(Text under study Opens)
Compiler Assisted Reliability Optimizations
More Info
expand_more
Abstract
Microprocessors are used in an expanding range of applications from small embedded system devices to supercomputers and mainframes. Moreover, embedded microprocessor based systems became essential in modern societies. Depending on the application domain, embedded systems have to satisfy different constraints. The major challenges today are cost, performance, energyconsumption, reliability, real-time (reactive-operation) and silicon area. In traditional computer systems some of these constraints can be less crucial than others, while performance, area and power-consumption will always remain valid constraints for embedded systems. However, in modern systems reliability has emerged as a new, highly important requirement. Among all above factors performance, power, reactive-operation and reliability can be addressed by software-only techniques that do not require any hardware modifications or additions. Such optimization techniques, however, may impact the performance and power characteristics of the system. The main goal of this work is to find novel software based reliability techniques with affordable power and performance overheads. For this reason the reliability optimization methods are studied in detail and a diligent categorization of existing software techniques is proposed. The strong and the weak points of each category are carefully studied. Using the information obtained from our categorization, two novel optimization techniques for fault detection and one new optimization technique for fault recovery are proposed. Our optimization techniques minimize the required code instrumentation points while guaranteeing equivalent reliability as compared to state of the art approaches. Moreover, a generic methodology is proposed to help with the process of identifying the minimum set of code instrumentation points. For the evaluation we select a challenging baseline that consists of the best known techniques for fault detection and fault recovery found in the public literature. The experimental results on a set of biomedical benchmarks show that using the proposed design methodology and fault detection and recovery methods, the performance and power overheads are significantly reduced while the fault coverage remains in line with previously proposed and widely used methods.
(Text under study Closes)
■ **Exercise requirements**: According to the abstract, how many new optimization techniques are proposed for fault detection, and how many for fault recovery?
(Entries provided Opens)
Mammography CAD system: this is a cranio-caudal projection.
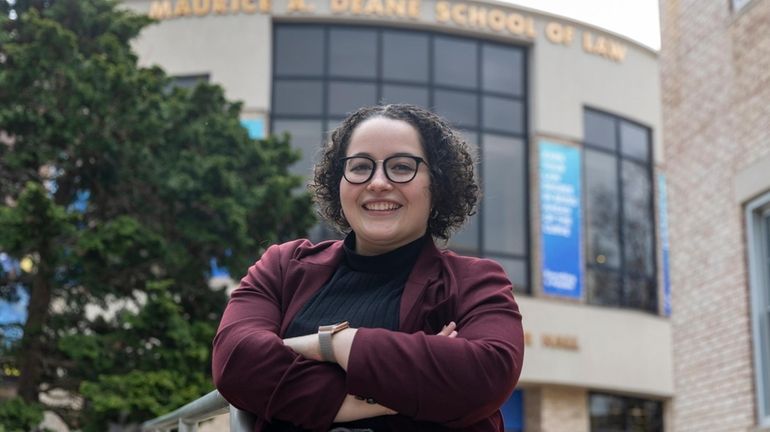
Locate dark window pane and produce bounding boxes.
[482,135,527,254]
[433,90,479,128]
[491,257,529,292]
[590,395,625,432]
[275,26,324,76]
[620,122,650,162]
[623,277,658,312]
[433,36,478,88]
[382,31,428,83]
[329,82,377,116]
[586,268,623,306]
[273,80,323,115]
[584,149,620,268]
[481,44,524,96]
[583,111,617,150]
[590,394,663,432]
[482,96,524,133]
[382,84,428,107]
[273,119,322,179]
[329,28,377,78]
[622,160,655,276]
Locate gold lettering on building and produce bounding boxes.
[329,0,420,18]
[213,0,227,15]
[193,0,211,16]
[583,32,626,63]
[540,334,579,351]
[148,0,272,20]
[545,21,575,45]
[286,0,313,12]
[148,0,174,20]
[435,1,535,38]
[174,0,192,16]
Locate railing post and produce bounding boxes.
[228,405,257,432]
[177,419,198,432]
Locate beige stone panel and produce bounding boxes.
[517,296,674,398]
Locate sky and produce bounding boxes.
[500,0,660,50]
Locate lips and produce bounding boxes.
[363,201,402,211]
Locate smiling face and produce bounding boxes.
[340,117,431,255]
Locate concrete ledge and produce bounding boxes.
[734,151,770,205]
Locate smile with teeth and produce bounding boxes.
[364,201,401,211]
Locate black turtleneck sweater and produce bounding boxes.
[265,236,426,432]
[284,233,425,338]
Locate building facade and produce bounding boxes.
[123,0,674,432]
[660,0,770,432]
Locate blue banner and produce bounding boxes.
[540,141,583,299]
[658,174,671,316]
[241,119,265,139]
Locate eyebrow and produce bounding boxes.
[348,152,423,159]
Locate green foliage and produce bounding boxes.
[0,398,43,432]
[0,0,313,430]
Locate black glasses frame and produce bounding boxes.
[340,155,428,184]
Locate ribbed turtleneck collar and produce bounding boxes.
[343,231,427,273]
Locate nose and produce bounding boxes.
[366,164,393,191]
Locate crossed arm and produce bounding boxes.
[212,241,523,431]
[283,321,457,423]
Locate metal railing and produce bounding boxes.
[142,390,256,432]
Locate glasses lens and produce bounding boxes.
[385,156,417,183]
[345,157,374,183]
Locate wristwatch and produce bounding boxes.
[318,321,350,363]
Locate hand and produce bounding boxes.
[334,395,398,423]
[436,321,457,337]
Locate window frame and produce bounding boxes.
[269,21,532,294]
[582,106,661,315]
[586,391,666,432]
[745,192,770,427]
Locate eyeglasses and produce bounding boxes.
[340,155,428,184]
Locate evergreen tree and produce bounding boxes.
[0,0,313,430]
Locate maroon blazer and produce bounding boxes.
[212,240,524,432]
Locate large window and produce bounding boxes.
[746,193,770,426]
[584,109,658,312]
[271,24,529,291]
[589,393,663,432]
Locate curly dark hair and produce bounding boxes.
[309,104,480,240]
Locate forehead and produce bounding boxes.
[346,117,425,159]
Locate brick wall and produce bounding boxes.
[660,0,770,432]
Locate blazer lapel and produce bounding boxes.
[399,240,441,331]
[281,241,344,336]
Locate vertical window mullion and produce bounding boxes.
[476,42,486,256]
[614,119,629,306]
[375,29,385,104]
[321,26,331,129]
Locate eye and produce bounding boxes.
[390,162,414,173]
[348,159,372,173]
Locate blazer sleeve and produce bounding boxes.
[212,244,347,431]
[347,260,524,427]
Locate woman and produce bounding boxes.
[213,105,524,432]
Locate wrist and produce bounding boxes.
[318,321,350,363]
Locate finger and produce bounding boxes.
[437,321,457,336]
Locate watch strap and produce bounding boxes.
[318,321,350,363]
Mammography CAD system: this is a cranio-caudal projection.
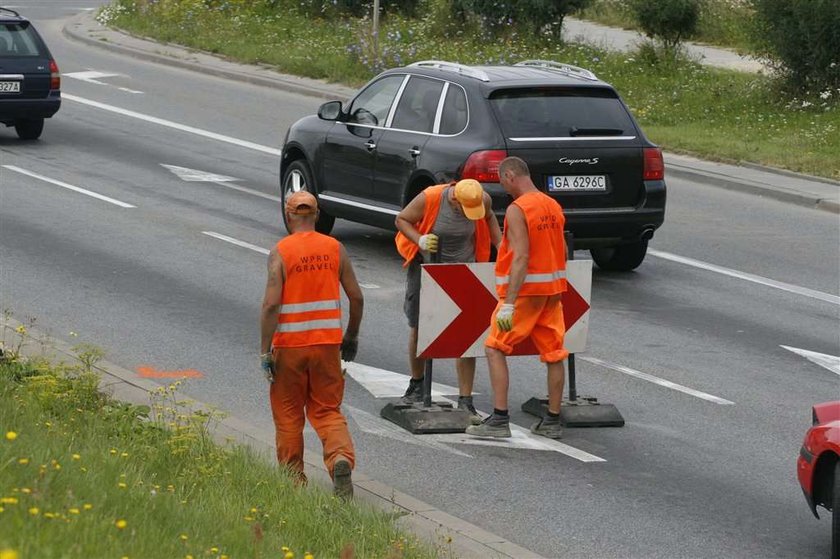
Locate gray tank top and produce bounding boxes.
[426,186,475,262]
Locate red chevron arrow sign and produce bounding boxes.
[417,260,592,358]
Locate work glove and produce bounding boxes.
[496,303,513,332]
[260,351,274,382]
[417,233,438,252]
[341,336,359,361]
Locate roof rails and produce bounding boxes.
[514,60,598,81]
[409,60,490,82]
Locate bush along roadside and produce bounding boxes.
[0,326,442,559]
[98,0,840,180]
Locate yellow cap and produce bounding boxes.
(Entries provided Closes)
■ **Response**: Two for fault detection and one for fault recovery.